### Task requirements
Of all the lines in the entries below, give again exactly those starting at the line containing "Target: pile of bags" and ending at the line containing "Target: motorcycle", both ends included, and no others.
————————
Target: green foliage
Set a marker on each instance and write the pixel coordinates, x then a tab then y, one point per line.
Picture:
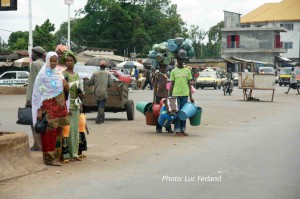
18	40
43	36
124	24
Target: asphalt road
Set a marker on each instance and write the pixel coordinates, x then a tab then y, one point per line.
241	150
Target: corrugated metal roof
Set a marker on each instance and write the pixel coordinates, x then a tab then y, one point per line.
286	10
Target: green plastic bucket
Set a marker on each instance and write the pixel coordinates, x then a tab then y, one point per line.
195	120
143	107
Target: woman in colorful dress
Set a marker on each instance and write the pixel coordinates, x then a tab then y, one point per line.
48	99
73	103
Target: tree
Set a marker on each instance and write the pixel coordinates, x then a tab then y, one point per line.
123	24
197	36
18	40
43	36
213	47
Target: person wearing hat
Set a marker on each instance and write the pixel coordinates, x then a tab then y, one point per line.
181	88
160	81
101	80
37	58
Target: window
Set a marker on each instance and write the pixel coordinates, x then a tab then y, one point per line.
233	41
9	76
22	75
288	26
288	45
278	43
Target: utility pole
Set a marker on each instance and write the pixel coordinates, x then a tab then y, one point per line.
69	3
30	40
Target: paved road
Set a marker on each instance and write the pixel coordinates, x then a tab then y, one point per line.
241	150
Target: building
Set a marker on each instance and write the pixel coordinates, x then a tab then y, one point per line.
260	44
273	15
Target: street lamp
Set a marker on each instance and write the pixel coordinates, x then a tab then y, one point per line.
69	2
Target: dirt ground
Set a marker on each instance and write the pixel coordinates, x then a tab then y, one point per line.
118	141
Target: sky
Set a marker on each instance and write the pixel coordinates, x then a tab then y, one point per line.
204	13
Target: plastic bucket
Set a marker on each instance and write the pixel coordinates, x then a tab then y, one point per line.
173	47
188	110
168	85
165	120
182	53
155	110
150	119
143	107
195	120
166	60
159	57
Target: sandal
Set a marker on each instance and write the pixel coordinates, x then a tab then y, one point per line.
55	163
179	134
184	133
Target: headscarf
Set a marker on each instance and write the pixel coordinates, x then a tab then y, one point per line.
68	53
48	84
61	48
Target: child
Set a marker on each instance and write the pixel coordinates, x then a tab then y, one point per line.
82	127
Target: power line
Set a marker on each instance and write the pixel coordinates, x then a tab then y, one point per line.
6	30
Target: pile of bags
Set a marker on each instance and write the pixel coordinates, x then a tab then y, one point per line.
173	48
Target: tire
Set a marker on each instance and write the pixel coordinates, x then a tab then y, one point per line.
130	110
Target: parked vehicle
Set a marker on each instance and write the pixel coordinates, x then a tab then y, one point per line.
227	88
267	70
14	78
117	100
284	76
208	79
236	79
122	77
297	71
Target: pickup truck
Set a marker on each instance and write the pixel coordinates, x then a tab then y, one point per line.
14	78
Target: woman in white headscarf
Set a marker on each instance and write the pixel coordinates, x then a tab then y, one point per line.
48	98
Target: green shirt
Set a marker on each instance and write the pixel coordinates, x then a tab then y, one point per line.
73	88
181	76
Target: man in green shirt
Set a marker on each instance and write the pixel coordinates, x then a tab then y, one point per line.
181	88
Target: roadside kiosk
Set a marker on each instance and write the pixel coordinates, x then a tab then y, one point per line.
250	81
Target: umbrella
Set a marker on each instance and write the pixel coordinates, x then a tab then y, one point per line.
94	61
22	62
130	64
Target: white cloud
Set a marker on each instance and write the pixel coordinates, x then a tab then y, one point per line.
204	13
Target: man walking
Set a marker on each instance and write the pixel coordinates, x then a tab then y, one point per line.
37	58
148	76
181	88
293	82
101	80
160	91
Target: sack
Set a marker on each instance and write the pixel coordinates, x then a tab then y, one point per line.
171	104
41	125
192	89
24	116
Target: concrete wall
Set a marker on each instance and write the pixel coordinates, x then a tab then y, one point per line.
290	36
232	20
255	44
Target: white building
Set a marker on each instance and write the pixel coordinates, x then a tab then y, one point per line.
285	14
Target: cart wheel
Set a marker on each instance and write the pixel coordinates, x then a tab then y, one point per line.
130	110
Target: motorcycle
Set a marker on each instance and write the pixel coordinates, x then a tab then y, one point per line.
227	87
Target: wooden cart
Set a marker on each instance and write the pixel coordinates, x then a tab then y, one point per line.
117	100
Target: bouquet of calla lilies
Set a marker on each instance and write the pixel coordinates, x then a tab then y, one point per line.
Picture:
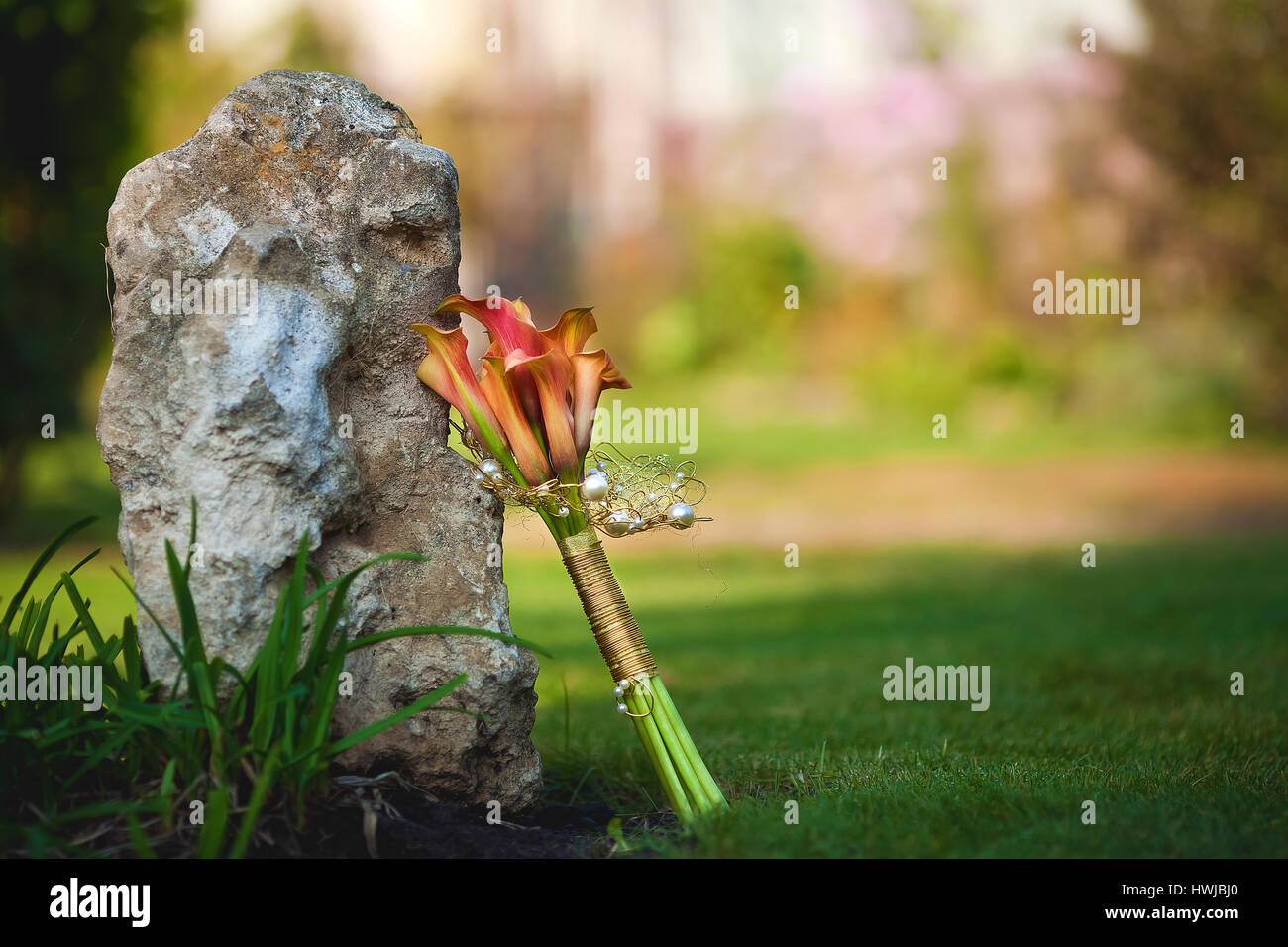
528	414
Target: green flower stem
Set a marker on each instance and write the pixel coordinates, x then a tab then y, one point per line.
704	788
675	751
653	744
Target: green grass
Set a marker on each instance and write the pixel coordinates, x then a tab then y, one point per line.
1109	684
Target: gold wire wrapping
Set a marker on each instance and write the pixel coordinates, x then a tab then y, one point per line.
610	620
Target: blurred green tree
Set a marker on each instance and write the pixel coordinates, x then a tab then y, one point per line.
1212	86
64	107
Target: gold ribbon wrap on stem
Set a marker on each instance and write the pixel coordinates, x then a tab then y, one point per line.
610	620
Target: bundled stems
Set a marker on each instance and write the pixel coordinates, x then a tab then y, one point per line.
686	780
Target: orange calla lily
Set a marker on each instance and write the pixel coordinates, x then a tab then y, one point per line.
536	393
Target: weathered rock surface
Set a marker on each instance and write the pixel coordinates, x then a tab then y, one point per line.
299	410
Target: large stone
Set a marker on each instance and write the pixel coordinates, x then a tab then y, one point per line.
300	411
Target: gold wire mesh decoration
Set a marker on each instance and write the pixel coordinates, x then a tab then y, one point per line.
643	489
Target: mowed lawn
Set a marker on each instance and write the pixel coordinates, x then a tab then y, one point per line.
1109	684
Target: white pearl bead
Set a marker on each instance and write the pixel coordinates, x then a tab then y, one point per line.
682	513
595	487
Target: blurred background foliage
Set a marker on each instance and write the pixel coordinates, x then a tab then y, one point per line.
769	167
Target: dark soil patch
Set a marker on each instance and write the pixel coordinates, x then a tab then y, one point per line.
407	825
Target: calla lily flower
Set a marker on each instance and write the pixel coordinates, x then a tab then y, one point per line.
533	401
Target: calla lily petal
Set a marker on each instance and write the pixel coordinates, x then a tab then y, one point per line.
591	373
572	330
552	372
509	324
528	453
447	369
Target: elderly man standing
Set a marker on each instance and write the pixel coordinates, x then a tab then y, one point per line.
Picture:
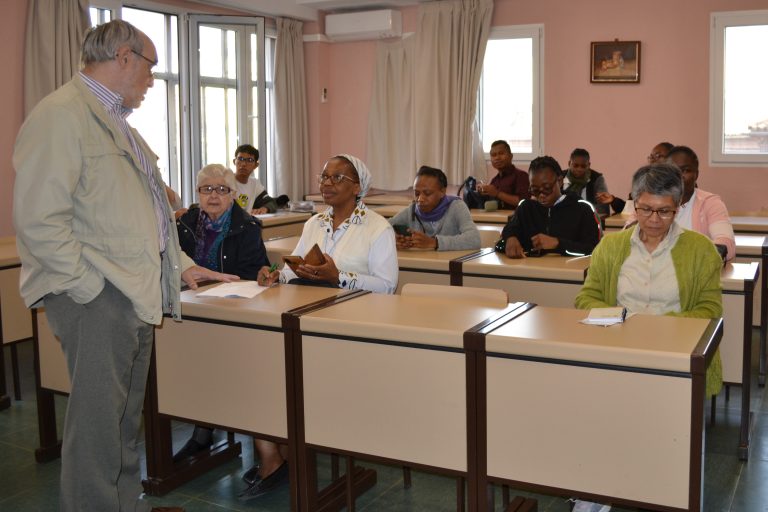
————————
### Output for this exercise
Target: pile of bags
Set a marker on each instance and write the pixel coordinates, x then a tab then y, one point per line.
173	48
Target: tire
Set a marker on each instance and write the pixel coordinates, x then a tab then y, one point per line.
130	110
Target: parked vehicle
Set a marker on each instance and write the pixel coordinates, x then a tab then y, one point per line.
227	88
267	70
14	78
117	100
284	76
208	79
236	79
122	77
297	71
Target: pickup truck
Set a marker on each instance and write the pixel coordinates, x then a tab then y, one point per line.
14	78
Target: woman in white headscarf
Set a marker on each instance and write the pixel coordinates, x then a tab then y, one point per line.
48	98
Target: green shirt
Set a marker on each instance and write the pixel coordinates, x then a tab then y, one point per line.
73	88
181	76
Target: man in green shirt
Set a marker on each instance and write the pixel coordinates, x then a tab then y, one point per line.
181	88
Target: roadside kiosk
Set a marker on each instance and write the pixel coordinates, x then a tab then y, one point per line.
250	81
Target: umbrella
Set a marker on each instance and write the pixel coordinates, x then a tab then y, one point per line.
94	61
22	62
130	64
Target: white cloud
Set a marker on each instance and write the pixel coordinates, x then a tab then y, one point per line.
204	13
Target: man walking
Set a marker on each instance and write the pixel coordinates, x then a tab then y, one point per line.
37	58
148	76
181	88
293	82
101	80
160	91
Target: sack
Set a marker on each instance and write the pixel coordinates, x then a tab then y, one point per line.
171	104
41	125
192	89
24	116
Target: concrete wall
Set a marker on each instance and write the pixel coordinates, x then a tab then y, one point per line.
290	36
232	20
255	44
Target: white building
Set a marker on each instance and write the pixel coordinates, x then a tab then y, one point per line.
285	14
Target: cart wheel
Set a marker on each instance and write the pixel coordinates, x then a tab then y, one point per line.
130	110
Target: motorcycle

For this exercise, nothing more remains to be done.